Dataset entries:
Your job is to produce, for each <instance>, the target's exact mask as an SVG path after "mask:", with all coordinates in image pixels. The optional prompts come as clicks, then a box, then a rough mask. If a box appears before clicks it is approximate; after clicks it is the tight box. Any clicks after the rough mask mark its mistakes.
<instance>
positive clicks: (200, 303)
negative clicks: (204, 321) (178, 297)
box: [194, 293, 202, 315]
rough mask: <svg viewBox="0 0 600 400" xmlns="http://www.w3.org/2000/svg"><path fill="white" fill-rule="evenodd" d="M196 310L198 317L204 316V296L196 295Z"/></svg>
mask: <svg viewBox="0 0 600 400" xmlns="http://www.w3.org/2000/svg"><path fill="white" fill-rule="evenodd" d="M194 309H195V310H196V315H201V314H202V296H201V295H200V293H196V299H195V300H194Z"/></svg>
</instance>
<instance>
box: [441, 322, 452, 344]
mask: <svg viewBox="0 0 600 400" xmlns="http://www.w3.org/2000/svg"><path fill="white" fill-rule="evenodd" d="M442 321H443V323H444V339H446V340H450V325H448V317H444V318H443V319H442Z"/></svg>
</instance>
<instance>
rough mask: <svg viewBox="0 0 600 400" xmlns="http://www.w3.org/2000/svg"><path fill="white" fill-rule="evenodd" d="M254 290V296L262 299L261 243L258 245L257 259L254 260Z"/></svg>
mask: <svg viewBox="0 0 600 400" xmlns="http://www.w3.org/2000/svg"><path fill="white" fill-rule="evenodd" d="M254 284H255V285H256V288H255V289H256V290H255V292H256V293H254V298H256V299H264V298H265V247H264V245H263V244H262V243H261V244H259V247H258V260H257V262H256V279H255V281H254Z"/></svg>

» PROBLEM TO SOLVE
Nothing but the lines from the one with "box: [441, 322, 452, 344]" through the final line of the records above should appear, each copied exactly.

» RESULT FOR THIS EXERCISE
box: [441, 322, 452, 344]
mask: <svg viewBox="0 0 600 400" xmlns="http://www.w3.org/2000/svg"><path fill="white" fill-rule="evenodd" d="M442 321H443V323H444V339H446V340H450V325H448V317H444V318H443V319H442Z"/></svg>
</instance>
<instance>
rough mask: <svg viewBox="0 0 600 400" xmlns="http://www.w3.org/2000/svg"><path fill="white" fill-rule="evenodd" d="M254 290V296L262 299L261 243L258 245L257 259L254 260Z"/></svg>
mask: <svg viewBox="0 0 600 400" xmlns="http://www.w3.org/2000/svg"><path fill="white" fill-rule="evenodd" d="M254 284H255V285H256V288H255V289H256V290H255V292H256V293H254V298H256V299H264V298H265V247H264V245H263V244H262V243H261V244H259V247H258V260H257V262H256V279H255V281H254Z"/></svg>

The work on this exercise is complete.